(Given data)

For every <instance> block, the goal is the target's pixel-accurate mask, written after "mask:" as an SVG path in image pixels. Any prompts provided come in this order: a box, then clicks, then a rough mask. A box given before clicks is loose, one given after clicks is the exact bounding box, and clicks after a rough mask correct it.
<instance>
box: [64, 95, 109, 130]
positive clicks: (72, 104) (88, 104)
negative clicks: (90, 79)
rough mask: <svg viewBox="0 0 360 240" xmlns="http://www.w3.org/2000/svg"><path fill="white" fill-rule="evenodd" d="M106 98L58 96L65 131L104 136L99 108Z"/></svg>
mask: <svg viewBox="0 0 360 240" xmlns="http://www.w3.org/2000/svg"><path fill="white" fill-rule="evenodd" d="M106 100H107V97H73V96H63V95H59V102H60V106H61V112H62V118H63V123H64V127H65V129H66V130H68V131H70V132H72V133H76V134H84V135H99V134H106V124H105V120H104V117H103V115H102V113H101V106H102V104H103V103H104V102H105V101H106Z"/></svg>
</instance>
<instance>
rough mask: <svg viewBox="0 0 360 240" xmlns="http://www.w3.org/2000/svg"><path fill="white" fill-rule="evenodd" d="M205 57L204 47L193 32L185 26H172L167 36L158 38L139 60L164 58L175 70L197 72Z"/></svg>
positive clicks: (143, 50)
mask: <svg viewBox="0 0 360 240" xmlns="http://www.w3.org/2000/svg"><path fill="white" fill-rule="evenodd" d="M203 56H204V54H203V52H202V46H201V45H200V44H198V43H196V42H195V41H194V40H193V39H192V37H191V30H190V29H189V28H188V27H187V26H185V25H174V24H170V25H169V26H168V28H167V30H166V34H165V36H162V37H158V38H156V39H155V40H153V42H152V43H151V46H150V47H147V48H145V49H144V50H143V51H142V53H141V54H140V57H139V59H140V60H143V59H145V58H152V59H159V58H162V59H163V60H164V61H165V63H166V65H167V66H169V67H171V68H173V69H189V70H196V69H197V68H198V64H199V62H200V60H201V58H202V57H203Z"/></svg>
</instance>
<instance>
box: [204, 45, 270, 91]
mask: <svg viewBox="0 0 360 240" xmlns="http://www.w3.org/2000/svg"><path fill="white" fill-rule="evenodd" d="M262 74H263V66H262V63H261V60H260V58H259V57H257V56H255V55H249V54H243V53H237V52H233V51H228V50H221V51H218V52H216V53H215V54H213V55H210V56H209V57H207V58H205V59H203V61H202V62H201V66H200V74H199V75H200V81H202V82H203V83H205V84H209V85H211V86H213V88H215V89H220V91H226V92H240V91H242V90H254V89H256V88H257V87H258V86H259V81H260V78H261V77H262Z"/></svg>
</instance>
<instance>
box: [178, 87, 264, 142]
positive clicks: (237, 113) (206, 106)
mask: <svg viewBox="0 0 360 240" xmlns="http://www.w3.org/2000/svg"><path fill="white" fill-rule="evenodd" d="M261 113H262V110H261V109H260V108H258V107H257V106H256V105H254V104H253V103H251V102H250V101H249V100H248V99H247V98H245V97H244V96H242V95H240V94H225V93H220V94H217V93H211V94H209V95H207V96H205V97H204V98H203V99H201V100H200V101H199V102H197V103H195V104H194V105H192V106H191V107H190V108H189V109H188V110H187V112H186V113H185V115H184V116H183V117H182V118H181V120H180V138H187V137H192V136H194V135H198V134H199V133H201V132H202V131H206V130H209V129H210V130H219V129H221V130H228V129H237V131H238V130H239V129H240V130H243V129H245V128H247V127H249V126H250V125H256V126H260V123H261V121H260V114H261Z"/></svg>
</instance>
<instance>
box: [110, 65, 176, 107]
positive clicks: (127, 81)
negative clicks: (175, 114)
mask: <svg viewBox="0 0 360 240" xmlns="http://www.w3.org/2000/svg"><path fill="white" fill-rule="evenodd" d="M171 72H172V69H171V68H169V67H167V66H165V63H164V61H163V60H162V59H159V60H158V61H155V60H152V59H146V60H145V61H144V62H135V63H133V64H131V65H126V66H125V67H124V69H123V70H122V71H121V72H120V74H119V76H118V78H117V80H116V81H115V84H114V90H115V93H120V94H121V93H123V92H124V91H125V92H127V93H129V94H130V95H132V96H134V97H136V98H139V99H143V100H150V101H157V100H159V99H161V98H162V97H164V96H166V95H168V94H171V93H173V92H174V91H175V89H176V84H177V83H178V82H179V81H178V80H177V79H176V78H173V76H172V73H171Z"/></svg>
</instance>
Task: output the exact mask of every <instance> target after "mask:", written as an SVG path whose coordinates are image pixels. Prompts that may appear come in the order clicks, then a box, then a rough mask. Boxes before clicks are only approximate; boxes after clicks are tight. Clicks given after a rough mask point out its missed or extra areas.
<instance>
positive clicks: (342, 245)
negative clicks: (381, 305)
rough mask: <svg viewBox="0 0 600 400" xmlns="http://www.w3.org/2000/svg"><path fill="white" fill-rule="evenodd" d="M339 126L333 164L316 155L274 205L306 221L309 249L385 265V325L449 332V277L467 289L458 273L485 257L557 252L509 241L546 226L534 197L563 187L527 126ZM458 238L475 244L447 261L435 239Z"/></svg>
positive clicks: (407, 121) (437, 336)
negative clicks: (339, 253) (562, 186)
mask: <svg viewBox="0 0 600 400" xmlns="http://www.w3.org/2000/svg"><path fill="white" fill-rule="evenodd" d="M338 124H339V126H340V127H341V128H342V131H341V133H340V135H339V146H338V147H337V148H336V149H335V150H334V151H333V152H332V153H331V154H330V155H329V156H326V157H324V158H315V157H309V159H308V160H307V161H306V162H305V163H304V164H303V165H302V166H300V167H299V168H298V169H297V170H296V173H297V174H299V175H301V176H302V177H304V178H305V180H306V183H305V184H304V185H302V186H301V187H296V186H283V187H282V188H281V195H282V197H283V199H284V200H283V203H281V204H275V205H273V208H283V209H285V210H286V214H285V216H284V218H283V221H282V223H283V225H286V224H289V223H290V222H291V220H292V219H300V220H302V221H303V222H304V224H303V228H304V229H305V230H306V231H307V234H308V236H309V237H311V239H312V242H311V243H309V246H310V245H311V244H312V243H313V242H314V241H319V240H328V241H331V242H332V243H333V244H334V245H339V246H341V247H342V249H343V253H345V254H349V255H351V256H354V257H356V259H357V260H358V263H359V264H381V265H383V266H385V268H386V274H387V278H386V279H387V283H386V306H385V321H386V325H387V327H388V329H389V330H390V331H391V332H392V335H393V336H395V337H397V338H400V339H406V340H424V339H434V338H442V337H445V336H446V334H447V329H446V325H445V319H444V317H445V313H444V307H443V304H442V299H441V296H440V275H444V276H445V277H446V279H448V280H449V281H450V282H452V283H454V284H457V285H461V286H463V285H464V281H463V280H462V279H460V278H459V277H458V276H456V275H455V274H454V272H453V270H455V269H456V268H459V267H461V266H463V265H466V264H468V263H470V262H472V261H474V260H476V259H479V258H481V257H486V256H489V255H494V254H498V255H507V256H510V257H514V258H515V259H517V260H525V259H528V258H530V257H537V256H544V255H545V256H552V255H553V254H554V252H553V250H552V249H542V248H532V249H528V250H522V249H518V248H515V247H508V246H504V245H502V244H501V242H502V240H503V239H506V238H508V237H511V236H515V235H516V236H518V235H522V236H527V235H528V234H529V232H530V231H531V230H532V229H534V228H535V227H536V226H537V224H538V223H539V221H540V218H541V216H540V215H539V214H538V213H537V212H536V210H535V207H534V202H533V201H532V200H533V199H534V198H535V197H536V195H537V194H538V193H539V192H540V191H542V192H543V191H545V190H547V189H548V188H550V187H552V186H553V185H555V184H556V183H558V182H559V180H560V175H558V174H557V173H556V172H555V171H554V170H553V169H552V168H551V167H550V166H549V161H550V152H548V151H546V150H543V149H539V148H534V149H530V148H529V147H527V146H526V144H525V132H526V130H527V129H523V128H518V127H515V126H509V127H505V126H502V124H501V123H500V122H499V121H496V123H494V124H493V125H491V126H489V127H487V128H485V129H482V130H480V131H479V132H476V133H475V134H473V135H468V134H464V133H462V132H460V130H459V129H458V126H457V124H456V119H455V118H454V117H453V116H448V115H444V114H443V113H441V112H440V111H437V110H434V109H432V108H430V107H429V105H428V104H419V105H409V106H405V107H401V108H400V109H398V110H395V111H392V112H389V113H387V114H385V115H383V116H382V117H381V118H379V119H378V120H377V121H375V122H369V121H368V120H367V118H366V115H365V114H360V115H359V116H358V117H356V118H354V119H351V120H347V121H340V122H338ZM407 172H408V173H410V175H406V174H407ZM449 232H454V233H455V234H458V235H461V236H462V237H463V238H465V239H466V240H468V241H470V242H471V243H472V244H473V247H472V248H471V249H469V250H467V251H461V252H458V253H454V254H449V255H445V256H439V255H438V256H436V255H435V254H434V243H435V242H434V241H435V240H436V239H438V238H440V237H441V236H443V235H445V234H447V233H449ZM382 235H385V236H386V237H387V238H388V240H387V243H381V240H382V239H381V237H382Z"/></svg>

(End Given data)
(Given data)

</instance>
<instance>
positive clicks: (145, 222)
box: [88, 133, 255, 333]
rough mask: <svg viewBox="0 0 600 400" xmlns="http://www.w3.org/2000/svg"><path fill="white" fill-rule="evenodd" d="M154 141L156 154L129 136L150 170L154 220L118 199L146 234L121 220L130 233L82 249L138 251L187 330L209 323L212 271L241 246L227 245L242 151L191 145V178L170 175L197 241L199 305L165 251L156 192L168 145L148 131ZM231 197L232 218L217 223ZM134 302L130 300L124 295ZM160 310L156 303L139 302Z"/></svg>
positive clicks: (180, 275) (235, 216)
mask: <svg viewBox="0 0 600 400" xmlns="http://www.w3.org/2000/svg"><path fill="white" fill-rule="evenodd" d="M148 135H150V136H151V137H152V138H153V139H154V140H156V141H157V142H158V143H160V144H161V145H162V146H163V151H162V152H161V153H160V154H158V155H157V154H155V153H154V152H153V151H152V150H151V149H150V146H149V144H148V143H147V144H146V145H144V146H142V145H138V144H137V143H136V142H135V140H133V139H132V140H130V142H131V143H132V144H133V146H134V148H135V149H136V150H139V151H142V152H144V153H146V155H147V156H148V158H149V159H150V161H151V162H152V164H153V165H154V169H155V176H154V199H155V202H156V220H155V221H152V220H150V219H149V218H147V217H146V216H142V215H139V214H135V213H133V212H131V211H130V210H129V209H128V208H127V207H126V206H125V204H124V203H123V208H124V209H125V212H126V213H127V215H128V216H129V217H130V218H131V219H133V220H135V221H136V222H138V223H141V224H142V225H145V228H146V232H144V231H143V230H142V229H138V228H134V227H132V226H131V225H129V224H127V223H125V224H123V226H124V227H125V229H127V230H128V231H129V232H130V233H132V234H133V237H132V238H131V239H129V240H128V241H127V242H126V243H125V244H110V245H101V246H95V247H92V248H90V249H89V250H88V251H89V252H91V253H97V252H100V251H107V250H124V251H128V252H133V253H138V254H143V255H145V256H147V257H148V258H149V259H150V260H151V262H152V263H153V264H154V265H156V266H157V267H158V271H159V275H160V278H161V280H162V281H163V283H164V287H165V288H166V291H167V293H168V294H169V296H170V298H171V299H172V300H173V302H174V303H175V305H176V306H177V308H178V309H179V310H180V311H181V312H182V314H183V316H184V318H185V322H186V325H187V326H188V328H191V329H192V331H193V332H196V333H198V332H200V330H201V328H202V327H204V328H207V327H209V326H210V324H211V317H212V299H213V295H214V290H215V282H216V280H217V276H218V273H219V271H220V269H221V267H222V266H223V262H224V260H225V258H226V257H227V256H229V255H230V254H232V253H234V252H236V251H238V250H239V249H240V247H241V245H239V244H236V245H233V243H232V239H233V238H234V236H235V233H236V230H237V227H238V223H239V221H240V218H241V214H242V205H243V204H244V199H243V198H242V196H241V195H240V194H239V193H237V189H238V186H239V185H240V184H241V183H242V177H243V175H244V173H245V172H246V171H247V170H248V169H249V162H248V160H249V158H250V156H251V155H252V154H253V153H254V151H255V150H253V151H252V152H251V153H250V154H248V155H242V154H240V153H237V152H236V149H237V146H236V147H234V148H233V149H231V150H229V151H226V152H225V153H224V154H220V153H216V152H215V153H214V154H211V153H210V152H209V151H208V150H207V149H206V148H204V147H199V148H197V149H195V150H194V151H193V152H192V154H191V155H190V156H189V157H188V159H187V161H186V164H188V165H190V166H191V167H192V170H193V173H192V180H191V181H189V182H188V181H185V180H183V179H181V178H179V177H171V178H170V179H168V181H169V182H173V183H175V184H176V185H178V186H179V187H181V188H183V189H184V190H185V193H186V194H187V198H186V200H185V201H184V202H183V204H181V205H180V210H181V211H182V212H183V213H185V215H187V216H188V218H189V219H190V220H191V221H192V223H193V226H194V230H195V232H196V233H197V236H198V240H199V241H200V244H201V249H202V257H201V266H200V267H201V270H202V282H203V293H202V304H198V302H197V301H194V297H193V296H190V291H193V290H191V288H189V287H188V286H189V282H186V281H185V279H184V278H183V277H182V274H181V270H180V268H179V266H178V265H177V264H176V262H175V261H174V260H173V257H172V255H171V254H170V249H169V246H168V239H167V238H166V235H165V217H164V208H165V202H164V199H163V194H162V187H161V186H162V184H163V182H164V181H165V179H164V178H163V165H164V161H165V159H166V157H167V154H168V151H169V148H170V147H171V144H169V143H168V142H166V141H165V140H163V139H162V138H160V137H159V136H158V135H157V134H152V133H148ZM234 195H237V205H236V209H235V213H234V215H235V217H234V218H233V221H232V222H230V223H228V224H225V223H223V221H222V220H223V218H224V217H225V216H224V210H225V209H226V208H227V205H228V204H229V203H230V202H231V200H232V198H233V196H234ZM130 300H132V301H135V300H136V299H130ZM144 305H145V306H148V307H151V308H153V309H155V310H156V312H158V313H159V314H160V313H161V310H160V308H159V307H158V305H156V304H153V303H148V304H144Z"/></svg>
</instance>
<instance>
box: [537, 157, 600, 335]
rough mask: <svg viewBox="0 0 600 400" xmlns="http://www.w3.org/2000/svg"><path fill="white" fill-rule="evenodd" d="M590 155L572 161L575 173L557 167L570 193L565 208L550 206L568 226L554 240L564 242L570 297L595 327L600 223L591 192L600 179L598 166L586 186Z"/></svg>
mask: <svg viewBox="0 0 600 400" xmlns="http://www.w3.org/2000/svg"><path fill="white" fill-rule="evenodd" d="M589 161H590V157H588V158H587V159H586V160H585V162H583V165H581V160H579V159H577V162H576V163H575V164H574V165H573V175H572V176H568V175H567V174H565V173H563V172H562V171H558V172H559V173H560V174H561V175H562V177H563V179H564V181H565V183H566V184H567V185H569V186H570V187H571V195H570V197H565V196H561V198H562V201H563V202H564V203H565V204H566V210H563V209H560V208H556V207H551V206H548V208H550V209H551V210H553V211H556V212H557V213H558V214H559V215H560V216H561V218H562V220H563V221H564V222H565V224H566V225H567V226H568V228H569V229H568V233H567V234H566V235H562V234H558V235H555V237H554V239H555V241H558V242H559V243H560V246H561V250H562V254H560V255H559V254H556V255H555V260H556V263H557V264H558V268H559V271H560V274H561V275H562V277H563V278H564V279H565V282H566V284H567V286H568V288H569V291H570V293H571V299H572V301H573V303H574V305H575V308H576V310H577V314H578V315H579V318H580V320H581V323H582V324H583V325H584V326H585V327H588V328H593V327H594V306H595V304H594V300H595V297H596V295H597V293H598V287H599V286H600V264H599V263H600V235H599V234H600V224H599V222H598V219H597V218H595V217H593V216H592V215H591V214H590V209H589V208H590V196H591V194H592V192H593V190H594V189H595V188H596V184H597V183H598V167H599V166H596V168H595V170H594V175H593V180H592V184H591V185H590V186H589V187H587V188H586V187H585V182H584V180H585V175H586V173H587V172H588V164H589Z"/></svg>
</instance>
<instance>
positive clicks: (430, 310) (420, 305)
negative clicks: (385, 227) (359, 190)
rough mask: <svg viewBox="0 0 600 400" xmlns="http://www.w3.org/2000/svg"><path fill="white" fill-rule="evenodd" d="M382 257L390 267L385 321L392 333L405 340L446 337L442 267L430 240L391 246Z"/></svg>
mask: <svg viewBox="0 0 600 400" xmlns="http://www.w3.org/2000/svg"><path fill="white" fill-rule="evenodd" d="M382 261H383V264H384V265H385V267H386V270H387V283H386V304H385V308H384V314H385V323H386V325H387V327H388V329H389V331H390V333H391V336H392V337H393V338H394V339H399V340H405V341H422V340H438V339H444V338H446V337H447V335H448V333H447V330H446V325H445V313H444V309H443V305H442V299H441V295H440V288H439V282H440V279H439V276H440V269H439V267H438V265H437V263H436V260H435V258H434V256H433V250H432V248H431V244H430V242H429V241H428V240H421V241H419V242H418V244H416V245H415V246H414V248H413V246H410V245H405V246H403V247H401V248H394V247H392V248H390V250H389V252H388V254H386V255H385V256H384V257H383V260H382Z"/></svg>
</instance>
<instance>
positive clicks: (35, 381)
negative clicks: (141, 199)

(End Given data)
(Given data)

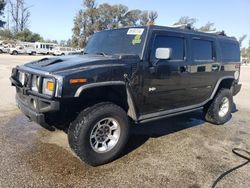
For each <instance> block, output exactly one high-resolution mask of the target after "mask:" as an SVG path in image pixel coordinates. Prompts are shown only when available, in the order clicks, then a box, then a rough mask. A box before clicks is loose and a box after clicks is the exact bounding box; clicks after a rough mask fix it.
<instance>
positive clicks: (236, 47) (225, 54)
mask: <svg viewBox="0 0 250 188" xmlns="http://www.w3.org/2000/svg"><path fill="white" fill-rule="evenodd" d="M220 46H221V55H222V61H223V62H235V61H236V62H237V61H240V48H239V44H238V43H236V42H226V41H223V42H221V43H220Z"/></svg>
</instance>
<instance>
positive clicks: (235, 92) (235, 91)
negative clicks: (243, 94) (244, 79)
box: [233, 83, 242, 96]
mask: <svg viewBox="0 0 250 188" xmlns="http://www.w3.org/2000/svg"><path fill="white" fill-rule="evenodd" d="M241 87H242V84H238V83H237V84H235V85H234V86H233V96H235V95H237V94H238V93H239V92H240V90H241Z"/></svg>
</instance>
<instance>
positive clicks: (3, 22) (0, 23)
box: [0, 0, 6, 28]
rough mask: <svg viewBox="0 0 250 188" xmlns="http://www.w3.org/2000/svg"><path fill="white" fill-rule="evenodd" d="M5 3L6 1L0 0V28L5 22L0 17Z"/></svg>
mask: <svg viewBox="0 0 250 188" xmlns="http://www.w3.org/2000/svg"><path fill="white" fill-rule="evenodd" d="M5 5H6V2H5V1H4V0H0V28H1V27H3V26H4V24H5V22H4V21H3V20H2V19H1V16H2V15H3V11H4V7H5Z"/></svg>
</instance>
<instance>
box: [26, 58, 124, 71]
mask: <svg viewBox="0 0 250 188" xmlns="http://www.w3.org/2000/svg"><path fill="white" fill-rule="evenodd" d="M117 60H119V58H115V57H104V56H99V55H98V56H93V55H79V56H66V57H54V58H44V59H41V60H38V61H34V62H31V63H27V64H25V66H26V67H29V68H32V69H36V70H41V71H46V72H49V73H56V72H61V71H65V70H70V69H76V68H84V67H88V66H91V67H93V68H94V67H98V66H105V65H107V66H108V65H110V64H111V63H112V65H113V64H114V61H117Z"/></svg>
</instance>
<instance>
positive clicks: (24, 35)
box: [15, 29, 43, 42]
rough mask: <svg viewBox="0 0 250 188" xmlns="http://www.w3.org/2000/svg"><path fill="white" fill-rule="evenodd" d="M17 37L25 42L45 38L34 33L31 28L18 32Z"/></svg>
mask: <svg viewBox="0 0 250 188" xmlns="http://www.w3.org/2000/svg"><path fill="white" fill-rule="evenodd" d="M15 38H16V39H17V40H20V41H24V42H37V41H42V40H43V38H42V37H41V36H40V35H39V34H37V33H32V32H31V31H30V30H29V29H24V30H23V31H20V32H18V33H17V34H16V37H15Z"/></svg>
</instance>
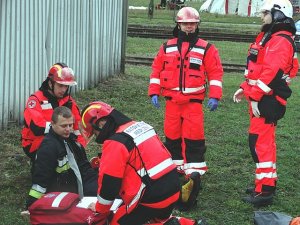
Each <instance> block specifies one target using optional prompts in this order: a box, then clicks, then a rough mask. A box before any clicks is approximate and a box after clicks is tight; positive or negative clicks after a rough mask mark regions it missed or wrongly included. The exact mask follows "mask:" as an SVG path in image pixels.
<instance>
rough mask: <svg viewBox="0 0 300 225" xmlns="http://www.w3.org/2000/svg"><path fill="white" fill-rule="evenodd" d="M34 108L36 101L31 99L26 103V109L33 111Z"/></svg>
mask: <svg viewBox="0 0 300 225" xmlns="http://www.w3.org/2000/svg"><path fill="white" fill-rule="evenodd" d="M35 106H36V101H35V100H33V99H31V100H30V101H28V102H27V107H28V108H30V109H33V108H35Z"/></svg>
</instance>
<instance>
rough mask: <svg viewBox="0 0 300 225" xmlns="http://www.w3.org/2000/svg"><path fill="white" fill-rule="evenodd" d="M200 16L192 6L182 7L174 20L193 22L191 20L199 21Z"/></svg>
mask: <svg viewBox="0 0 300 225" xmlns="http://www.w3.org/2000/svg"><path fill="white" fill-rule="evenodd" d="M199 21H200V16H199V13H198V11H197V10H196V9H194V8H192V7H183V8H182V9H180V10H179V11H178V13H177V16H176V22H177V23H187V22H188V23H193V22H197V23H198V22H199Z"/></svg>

(End Given data)

Brief
Which lines of the data include the string "this"? Copy each of them.

Task answer
For every <instance> block, the goal is the target's pixel-accurate mask, written after "mask:" as an SVG path in image pixels. Any prompts provided come in this order: a box, then clicks, then a rough mask. A box given before clicks is loose, one given after clicks is the exact bounding box, and clicks after a rough mask correct it.
Each <instance> block specifies one target using optional prompts in this order: a box, then clicks, then a rough mask. A box before any clicks is approximate and a box after clicks is tight; positive or negative clicks after a rough mask mark regions it missed or wrongly included. The exact mask follows "mask:" as an SVG path in image pixels.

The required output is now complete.